- İncelenecek metin
##############################

Türk Mühendis ve Mimar Odaları Birliği 45. Dönem Kadın Çalışma Grubu, 25 Kasım Kadına Yönelik Şiddetle Mücadele Uluslararası Dayanışma Günü nedeniyle yaptığı açıklamada şu ifadelere yer verildi, 

Mirabal Kardeşler olarak bilinen Patria, Minevra ve Maria Teres Dominik Cumhuriyeti’nde otuz yıl süren diktatörlüğe karşı canları pahasına mücadele veren üç kız kardeş, nam-ı diğer KELEBEKLER…

Onların  anısına her yıl 25 Kasımda Kadına Yönelik Şiddete Karşı Mücadele ve Uluslararası Dayanışma Günümüz’ü hatırlatıyoruz.

##############################

- Verilen bilgiler
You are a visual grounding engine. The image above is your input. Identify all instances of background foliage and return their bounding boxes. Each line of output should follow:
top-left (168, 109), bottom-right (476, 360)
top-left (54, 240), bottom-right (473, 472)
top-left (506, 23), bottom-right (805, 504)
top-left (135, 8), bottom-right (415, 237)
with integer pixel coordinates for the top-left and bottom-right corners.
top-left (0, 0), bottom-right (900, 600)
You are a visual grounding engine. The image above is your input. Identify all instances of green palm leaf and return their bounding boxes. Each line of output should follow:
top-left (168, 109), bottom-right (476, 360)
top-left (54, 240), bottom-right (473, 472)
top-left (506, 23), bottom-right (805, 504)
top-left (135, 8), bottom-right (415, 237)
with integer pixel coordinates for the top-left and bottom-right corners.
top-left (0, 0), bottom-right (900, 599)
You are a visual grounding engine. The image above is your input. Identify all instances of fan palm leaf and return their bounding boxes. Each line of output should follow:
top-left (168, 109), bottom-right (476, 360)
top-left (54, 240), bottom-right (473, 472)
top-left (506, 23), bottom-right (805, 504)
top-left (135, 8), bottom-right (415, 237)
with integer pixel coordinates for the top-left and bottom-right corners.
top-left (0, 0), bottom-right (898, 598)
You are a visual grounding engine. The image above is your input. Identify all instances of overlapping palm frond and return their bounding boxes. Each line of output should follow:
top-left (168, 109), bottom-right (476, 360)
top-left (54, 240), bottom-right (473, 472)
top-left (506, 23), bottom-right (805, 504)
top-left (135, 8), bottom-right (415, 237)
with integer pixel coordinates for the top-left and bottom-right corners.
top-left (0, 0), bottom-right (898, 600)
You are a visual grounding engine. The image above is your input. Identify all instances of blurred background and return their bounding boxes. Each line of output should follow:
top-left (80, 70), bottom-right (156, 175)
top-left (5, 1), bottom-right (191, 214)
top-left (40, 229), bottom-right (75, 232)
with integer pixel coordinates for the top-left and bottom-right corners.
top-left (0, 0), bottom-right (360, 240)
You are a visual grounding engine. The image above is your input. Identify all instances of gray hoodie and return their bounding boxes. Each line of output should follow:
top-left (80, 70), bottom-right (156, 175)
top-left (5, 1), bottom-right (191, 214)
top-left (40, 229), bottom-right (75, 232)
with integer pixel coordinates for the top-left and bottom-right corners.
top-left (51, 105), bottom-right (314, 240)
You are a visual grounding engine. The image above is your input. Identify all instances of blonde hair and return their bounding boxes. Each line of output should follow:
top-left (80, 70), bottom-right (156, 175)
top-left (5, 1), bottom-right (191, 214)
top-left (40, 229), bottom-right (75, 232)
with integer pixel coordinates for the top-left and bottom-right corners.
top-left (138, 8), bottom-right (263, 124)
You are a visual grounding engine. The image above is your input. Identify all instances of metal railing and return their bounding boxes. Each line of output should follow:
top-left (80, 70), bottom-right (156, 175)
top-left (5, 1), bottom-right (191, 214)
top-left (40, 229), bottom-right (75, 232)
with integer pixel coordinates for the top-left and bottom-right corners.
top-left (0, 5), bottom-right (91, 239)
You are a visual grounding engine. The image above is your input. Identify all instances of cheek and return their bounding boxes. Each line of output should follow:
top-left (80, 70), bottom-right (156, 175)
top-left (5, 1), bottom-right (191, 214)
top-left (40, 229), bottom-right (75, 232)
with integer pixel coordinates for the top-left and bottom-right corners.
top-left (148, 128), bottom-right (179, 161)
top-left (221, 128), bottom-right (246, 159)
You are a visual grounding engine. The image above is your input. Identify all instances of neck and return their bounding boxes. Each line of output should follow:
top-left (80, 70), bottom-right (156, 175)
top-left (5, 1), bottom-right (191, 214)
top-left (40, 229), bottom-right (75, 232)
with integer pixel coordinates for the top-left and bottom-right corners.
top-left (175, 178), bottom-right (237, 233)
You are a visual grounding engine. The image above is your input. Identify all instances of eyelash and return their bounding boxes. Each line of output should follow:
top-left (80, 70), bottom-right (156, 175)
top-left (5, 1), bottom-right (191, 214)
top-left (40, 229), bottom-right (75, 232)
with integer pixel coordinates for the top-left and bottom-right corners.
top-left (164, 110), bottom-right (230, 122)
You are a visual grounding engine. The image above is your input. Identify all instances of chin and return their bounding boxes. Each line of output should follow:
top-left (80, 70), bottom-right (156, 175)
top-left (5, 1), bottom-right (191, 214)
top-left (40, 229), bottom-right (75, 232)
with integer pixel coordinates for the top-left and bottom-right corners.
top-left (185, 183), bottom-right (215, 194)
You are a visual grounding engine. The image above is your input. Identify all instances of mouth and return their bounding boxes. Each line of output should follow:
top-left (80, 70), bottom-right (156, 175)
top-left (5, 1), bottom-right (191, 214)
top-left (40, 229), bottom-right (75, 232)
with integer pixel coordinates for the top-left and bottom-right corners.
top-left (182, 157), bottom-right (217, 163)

##############################

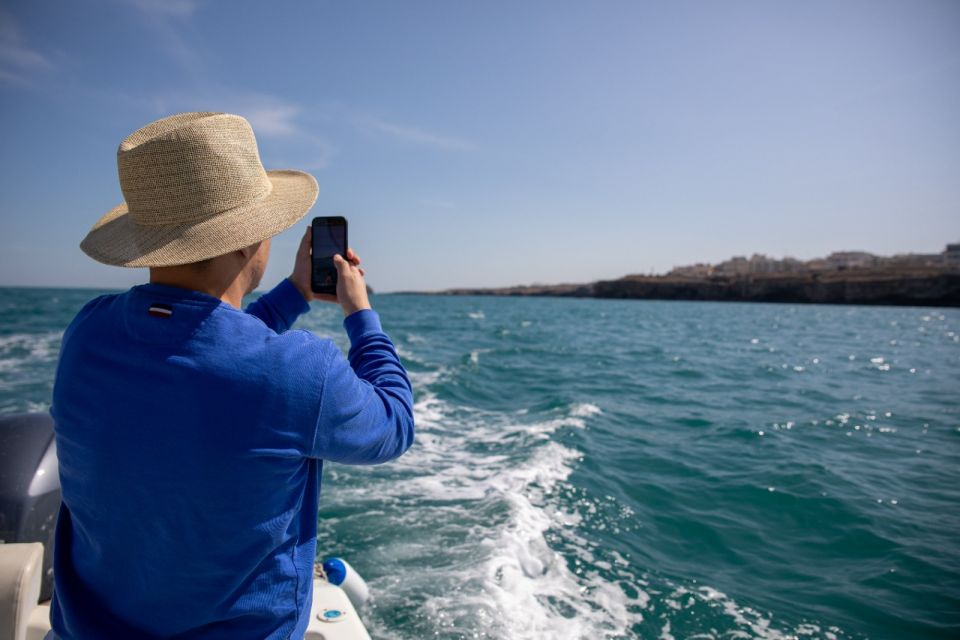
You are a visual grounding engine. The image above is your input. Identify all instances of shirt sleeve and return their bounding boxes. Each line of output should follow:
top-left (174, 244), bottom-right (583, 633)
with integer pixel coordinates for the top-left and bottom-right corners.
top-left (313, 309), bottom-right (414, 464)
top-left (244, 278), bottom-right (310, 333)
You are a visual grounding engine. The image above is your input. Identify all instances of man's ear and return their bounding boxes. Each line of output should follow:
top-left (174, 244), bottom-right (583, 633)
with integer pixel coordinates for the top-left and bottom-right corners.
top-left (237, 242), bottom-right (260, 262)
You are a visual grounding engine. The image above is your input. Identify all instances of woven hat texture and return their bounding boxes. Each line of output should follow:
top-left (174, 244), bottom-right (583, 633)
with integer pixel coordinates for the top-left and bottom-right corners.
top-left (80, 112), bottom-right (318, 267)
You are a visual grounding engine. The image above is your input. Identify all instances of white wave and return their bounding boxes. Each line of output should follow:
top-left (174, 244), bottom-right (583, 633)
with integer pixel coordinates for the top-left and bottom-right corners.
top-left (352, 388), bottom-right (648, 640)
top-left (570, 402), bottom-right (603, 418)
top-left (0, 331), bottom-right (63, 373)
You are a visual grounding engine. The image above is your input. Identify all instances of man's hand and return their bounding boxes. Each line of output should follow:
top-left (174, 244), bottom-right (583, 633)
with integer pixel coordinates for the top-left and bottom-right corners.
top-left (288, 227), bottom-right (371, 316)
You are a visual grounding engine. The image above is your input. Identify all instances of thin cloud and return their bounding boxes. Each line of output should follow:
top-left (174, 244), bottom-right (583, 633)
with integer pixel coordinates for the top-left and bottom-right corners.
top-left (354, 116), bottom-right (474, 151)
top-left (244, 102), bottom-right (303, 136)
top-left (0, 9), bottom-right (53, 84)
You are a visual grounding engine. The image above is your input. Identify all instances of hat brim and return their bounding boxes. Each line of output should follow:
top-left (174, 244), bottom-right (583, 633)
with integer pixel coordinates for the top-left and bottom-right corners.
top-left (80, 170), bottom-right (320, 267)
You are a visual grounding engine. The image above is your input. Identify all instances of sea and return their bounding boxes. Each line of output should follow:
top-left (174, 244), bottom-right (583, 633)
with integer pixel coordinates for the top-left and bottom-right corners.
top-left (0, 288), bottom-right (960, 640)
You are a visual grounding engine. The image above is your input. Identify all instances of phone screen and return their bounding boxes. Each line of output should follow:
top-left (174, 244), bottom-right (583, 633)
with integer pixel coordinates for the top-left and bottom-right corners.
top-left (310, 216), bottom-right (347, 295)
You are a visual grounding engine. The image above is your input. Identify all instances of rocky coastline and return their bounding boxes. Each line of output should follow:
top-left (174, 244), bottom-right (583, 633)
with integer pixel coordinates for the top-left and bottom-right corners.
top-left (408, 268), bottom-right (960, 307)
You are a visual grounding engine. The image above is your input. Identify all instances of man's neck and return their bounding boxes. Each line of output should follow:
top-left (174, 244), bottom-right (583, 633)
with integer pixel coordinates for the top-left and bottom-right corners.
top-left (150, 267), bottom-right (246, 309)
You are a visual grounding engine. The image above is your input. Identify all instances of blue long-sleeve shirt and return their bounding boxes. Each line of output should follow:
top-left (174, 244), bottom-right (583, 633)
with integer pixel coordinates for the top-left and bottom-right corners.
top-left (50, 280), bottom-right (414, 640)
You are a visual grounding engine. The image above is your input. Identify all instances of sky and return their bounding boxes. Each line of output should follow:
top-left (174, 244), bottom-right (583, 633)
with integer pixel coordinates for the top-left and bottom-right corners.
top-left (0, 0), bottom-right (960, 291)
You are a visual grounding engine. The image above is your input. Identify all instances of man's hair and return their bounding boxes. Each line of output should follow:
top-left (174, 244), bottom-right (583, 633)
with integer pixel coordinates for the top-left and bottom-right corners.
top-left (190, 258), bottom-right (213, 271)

##############################

- Alıştırmanın amacı
Kadın Çalışma Grubu'nun 25 Kasım açıklamasına, son cümlesinin ardından devam edin. Yukarıdaki malzeme bu alıştırmada hiçbir işe yaramıyor.

- Görevin cevabı
Biz TMMOB( Türk Mühendis ve Mimar Odaları Birliği)’li kadınlar, Mirabal Kardeşleri ve tarih boyunca emeğine, özgürlüğüne, bedenine, kimliğine, yaşamına sahip çıkmak adına verdikleri mücadelede yaşamını yitiren ve mücadeleye devam eden tüm kadınları saygıyla selamlıyor; her türlü şiddete karşı kadın mücadelesi ve dayanışmasını yükselteceğimizi haykırıyoruz.

Siyasal iktidar hayatın her alanında olduğu gibi, salgın sürecini de siyasi ve ekonomik kaygılara öncelik vererek yürütmektedir. Bu zorlu şartlarda canları pahasına çalışan başta sağlık emekçilerimiz kadınlarımız, çocuklarımız olmak üzere tüm ülke halkı bu iradesizliğin kefaretini ödemektedir.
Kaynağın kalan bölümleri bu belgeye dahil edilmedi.